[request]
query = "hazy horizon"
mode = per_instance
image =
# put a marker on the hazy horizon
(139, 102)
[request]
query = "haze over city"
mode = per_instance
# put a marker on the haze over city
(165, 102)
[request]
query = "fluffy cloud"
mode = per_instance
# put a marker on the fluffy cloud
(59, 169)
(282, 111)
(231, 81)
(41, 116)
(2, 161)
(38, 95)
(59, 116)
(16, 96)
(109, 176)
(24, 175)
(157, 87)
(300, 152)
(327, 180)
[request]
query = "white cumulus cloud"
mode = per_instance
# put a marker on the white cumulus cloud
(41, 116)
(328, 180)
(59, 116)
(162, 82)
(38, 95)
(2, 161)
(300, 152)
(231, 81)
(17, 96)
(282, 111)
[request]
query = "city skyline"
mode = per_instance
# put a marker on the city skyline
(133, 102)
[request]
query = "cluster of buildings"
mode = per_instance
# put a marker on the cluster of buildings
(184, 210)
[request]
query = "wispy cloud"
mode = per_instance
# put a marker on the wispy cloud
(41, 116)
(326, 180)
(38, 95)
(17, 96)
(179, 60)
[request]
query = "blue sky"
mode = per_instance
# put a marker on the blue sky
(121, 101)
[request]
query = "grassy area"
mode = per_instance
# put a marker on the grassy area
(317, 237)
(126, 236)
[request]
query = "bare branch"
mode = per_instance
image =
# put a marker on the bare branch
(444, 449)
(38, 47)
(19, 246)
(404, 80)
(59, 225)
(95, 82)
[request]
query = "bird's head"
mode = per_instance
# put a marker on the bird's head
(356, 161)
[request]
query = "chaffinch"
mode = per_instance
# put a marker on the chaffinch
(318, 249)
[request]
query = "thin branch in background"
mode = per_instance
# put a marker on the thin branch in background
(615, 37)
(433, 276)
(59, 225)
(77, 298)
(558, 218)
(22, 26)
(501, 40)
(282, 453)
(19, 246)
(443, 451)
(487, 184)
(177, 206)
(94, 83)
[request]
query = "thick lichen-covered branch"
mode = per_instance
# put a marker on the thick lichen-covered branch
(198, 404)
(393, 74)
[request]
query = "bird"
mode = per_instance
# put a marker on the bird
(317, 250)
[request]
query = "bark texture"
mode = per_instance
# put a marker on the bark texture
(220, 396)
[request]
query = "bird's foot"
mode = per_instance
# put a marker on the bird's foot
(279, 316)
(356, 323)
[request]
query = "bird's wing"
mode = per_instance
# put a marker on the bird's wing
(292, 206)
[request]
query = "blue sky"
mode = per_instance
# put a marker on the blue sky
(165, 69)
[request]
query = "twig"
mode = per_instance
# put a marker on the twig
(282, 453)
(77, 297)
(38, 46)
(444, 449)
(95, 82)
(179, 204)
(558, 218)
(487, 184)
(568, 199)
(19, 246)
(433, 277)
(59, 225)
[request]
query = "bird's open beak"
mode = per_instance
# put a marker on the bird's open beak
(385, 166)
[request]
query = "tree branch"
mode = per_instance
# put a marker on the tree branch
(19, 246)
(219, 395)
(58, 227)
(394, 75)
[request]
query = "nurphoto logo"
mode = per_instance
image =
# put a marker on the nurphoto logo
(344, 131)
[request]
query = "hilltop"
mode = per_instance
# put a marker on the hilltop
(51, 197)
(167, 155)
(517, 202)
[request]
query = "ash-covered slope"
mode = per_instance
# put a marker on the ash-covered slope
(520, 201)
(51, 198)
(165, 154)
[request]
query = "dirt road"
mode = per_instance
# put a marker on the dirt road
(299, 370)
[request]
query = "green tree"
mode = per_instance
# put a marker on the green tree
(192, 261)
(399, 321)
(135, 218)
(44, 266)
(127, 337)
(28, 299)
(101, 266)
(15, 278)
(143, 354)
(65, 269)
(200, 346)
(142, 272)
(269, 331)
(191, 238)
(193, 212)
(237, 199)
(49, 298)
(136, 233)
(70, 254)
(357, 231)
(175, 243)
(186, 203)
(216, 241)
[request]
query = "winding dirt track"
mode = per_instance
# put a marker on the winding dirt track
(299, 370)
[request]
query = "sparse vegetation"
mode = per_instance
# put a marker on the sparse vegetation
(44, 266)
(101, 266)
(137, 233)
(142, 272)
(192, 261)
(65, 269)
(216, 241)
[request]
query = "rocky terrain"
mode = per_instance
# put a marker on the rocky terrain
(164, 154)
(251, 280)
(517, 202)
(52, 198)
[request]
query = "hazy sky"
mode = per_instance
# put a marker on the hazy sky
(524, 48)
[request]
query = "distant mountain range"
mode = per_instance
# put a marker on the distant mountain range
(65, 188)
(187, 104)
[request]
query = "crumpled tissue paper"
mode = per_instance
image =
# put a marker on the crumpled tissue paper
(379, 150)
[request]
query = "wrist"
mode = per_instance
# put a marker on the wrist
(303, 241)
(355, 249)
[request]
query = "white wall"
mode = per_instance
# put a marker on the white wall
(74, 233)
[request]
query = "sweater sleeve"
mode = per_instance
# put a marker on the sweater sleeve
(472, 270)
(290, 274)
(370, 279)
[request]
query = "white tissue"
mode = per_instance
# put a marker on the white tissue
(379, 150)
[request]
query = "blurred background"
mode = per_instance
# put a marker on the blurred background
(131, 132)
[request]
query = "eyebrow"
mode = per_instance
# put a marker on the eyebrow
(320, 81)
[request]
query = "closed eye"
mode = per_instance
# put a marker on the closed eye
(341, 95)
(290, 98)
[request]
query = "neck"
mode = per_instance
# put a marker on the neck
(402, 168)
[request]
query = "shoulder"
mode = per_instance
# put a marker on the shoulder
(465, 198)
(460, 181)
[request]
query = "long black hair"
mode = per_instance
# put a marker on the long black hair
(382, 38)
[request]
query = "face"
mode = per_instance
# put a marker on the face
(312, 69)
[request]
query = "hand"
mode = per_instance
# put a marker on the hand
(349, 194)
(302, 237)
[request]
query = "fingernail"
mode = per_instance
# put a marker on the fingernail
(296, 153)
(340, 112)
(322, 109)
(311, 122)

PROMPT –
Type out the full listing again, exactly as given.

RESPONSE –
[request]
query = "hazy horizon"
mode = per_instance
image =
# put a marker on the hazy horizon
(139, 102)
[request]
query = "haze over city"
mode = per_instance
# put a marker on the haze over city
(165, 102)
[request]
query = "fluffy cloud"
mode = per_instance
# put a marker on the fluffy cloud
(59, 169)
(282, 111)
(231, 81)
(41, 116)
(2, 161)
(38, 95)
(59, 116)
(16, 96)
(109, 176)
(24, 175)
(157, 87)
(300, 152)
(327, 180)
[request]
query = "white cumulus cloud"
mode = per_instance
# put a marker on the white cumulus cloud
(41, 116)
(328, 180)
(59, 116)
(162, 82)
(38, 95)
(2, 161)
(300, 152)
(231, 81)
(17, 96)
(282, 111)
[request]
query = "city skyline"
mode = per_instance
# put a marker on the city skyline
(133, 102)
[request]
query = "cluster of buildings"
mode = per_instance
# put a marker on the cluster of buildings
(184, 210)
[request]
query = "wispy cloud"
mode = per_instance
# put a marker on the wispy cloud
(41, 116)
(326, 180)
(38, 95)
(17, 96)
(179, 60)
[request]
query = "blue sky"
mode = per_instance
# put a marker on the blue sky
(121, 101)
[request]
query = "grassy area"
mode = per_instance
# put a marker on the grassy area
(317, 237)
(126, 236)
[request]
query = "bare branch"
mode = per_instance
image =
# put a marker on the bare branch
(444, 449)
(38, 47)
(19, 246)
(404, 80)
(59, 225)
(95, 82)
[request]
query = "bird's head"
mode = per_instance
# put a marker on the bird's head
(356, 161)
[request]
query = "chaffinch"
mode = per_instance
# put a marker on the chaffinch
(318, 249)
[request]
query = "thin branch in background"
mode = per_instance
# put a marker on the thin branch in background
(615, 37)
(433, 276)
(59, 225)
(77, 298)
(558, 218)
(22, 26)
(501, 40)
(282, 453)
(19, 246)
(443, 451)
(487, 184)
(177, 206)
(94, 83)
[request]
query = "thick lichen-covered branch"
mode = per_instance
# put a marker on the thick lichen-covered branch
(198, 404)
(393, 74)
[request]
query = "bird"
mode = per_instance
# put a marker on the bird
(317, 250)
[request]
query = "bark texture"
mode = per_instance
# put a marker on the bark texture
(220, 396)
[request]
query = "bird's foot"
mode = per_instance
# put a marker on the bird's foot
(279, 316)
(356, 323)
[request]
query = "bird's wing"
mode = per_instance
# put a marker on the bird's wing
(292, 206)
[request]
query = "blue sky"
mode = per_instance
# put a marker on the blue sky
(165, 69)
[request]
query = "twig"
mode = per_instance
# put a marker on the twig
(282, 453)
(77, 297)
(38, 46)
(444, 449)
(95, 82)
(179, 204)
(558, 218)
(487, 184)
(568, 199)
(19, 246)
(433, 277)
(59, 225)
[request]
query = "bird's open beak"
mode = per_instance
# put a marker on the bird's open beak
(385, 166)
[request]
query = "tree branch"
mode = per_instance
# put a marker on the tree branch
(19, 246)
(219, 395)
(58, 227)
(394, 75)
[request]
query = "nurphoto logo"
mode = per_instance
image =
# put a marker on the nurphoto logo
(344, 131)
[request]
query = "hilltop"
mode = per_instance
# put a marker on the hilltop
(51, 197)
(167, 155)
(517, 202)
[request]
query = "ash-covered slope"
mode = per_instance
# put a marker on the ash-covered slope
(520, 201)
(51, 198)
(165, 154)
[request]
query = "dirt road"
mode = per_instance
# put a marker on the dirt road
(299, 370)
[request]
query = "green tree"
mode = per_instance
# put a marker on the green tree
(192, 261)
(399, 321)
(135, 218)
(44, 266)
(127, 337)
(28, 299)
(101, 266)
(15, 278)
(143, 354)
(65, 269)
(200, 346)
(142, 272)
(269, 331)
(191, 238)
(193, 212)
(237, 199)
(49, 298)
(136, 233)
(70, 254)
(357, 231)
(175, 243)
(186, 203)
(216, 241)
[request]
query = "winding dirt track"
mode = per_instance
# put a marker on the winding dirt track
(299, 370)
[request]
query = "sparse vegetation"
mode = per_instance
# put a marker on the sparse vegetation
(44, 266)
(101, 266)
(137, 233)
(142, 272)
(192, 261)
(65, 269)
(216, 241)
[request]
query = "rocky terrain"
mode = per_instance
# put a marker on the rocky terrain
(164, 154)
(251, 280)
(517, 202)
(52, 198)
[request]
query = "hazy sky"
mode = per_instance
# put a marker on the hazy sky
(524, 48)
[request]
query = "distant mountain range"
mode = per_instance
# put a marker on the distant mountain range
(65, 188)
(187, 104)
[request]
query = "crumpled tissue paper"
mode = per_instance
image =
# put a marker on the crumpled tissue paper
(379, 150)
[request]
query = "wrist"
mode = per_instance
# put a marker on the wrist
(303, 241)
(355, 249)
[request]
query = "white wall"
mode = per_instance
# put a marker on the white wall
(74, 233)
[request]
query = "sweater sleeve"
mode = per_instance
# put a marker on the sweater sleeve
(472, 270)
(290, 274)
(370, 279)
[request]
query = "white tissue"
mode = per_instance
# put a marker on the white tissue
(379, 150)
[request]
query = "blurred background"
mode = per_instance
# put a marker on the blurred background
(131, 132)
[request]
query = "eyebrow"
mode = per_instance
# put a marker on the eyebrow
(320, 81)
[request]
query = "closed eye"
mode = per_instance
# put a marker on the closed eye
(341, 95)
(290, 98)
[request]
query = "neck"
mode = per_instance
# put a marker on the neck
(402, 168)
[request]
query = "shoulder"
mode = per_instance
# put a marker on the shoulder
(465, 198)
(460, 181)
[request]
query = "long black hair"
mode = per_instance
# put a marker on the long black hair
(382, 38)
[request]
query = "face"
mode = per_instance
# put a marker on the face
(312, 69)
[request]
query = "hand"
mode = per_instance
# put a marker on the hand
(349, 194)
(302, 237)
[request]
query = "fingernail"
mode = per_instance
# put a marker on the fingernail
(296, 153)
(340, 112)
(322, 109)
(311, 122)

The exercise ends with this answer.